Only the lines from the one containing "Exercise. Identify every instance of the bite" through the last line below should be written out, exactly and with both ends kept.

• Data extracted from a collection:
[Start]

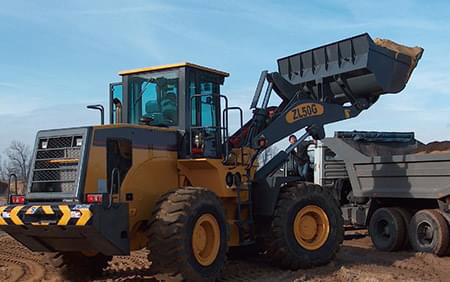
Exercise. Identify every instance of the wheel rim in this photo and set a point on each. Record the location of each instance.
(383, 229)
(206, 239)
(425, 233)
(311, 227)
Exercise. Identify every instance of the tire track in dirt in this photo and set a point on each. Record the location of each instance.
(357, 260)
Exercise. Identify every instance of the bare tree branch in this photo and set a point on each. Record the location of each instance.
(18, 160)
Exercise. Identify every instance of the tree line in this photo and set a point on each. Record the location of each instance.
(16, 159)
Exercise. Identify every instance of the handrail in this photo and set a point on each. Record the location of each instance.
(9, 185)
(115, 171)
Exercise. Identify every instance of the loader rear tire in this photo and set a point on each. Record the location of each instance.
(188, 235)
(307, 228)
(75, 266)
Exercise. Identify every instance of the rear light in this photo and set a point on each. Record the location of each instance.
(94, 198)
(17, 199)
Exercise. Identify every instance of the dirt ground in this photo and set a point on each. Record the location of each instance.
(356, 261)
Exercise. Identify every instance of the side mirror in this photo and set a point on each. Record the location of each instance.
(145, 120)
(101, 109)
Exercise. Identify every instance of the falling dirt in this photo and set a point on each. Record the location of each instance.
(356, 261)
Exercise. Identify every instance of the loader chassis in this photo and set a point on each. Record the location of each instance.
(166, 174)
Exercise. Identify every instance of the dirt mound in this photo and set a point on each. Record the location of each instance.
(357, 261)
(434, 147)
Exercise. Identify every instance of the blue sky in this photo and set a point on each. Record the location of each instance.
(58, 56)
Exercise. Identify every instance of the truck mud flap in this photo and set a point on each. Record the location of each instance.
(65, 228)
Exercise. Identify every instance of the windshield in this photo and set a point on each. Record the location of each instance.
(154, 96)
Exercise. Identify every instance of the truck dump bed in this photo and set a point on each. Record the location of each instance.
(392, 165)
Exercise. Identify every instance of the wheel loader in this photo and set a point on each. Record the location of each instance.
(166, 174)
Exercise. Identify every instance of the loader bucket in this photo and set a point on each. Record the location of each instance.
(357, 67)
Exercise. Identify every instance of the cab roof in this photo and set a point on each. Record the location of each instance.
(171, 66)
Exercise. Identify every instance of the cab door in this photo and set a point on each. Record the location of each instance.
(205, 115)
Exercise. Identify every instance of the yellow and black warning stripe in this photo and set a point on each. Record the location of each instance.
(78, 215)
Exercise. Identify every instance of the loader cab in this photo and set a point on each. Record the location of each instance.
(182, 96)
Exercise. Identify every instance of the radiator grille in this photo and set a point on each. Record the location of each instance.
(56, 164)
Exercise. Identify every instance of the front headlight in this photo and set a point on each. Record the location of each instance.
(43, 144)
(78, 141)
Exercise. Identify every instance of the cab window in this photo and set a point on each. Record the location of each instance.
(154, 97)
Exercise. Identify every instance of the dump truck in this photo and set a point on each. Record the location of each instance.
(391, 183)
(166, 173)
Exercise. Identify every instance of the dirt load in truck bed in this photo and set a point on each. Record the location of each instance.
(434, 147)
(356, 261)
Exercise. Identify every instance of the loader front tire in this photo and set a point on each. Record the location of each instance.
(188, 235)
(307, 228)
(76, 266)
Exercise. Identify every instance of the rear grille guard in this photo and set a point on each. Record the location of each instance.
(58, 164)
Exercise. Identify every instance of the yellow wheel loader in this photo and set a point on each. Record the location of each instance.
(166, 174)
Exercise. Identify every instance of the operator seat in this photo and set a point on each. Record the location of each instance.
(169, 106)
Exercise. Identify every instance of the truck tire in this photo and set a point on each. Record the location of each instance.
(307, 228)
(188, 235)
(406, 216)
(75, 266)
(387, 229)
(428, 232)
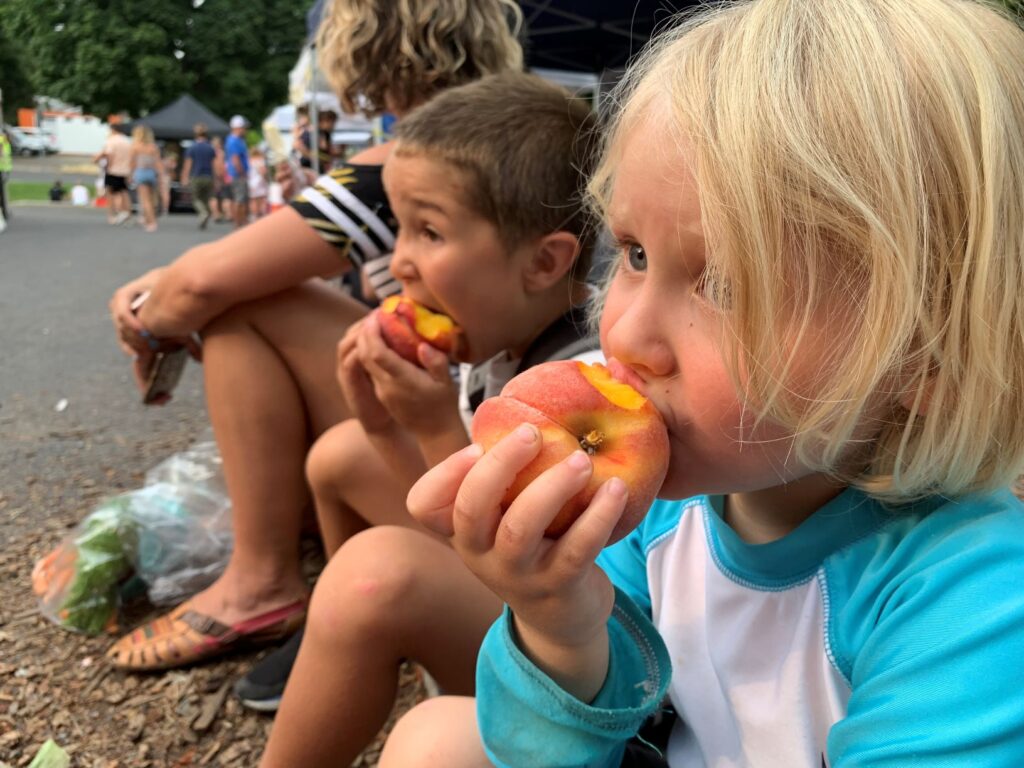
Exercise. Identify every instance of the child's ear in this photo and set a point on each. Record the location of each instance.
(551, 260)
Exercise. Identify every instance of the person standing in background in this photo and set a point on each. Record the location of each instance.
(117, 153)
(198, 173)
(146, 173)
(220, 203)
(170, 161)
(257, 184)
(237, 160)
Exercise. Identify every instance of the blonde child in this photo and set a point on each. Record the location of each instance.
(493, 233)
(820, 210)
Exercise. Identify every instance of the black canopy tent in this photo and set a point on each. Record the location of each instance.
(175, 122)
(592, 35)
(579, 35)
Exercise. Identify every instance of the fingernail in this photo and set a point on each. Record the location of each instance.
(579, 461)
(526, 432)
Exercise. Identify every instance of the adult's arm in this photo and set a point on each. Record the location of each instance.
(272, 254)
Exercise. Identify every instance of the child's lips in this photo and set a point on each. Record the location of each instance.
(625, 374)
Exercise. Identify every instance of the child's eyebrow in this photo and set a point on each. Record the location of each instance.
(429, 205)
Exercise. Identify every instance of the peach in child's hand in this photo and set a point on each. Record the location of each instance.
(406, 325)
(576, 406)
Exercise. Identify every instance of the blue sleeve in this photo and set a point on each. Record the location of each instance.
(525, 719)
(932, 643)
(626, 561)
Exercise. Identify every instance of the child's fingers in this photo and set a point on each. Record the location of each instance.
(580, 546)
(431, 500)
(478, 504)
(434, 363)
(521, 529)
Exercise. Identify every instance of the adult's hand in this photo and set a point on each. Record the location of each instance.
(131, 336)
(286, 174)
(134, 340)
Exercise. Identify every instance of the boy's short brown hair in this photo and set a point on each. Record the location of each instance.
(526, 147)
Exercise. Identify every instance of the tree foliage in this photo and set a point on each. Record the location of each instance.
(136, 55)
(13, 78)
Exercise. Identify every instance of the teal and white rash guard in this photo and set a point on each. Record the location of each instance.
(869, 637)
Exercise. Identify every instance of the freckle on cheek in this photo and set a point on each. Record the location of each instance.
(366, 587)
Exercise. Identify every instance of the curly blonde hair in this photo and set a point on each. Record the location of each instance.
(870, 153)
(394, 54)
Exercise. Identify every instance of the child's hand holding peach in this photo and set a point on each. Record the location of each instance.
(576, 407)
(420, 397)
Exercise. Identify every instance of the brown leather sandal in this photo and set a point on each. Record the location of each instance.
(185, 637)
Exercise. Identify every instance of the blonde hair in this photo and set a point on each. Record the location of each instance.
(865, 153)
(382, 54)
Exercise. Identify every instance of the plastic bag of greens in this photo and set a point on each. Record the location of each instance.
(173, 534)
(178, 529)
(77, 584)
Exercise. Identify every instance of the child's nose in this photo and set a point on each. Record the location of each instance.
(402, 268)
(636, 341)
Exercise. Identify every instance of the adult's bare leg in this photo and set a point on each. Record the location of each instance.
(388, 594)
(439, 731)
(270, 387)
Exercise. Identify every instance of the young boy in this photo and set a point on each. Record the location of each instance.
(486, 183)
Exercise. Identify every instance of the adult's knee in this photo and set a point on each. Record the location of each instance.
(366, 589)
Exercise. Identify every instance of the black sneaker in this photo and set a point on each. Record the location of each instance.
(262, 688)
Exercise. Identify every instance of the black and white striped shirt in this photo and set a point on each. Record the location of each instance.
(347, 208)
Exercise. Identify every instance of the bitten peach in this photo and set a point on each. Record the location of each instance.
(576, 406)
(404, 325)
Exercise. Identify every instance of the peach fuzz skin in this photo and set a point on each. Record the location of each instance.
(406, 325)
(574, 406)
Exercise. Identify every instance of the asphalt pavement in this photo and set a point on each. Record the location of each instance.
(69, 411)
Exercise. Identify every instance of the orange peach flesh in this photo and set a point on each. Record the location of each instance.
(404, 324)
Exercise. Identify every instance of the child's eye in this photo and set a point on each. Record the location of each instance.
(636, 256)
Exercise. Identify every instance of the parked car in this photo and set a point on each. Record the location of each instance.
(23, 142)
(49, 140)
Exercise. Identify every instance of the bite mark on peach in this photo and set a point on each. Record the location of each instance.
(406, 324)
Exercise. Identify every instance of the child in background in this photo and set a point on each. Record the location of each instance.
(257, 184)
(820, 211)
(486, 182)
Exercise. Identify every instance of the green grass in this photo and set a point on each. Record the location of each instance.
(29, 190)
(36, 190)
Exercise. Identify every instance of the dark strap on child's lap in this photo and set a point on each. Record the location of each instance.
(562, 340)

[End]

• Worked solution:
Exercise. Identify every instance of the bite mark on peach in this photo and set a point on each. Record the location of each instance.
(406, 324)
Exercise. Identify every instance of the child in background in this photo and set a point on each. Record the location of each instance.
(257, 184)
(820, 211)
(486, 182)
Exercise. Identify every instance of the green grass in this photo and set a point on each. Record the location of each instance.
(29, 190)
(36, 190)
Exercise. Identify every instance of the dark strap on child's lap in this photo and set a point on each. Record the location of each instance.
(562, 340)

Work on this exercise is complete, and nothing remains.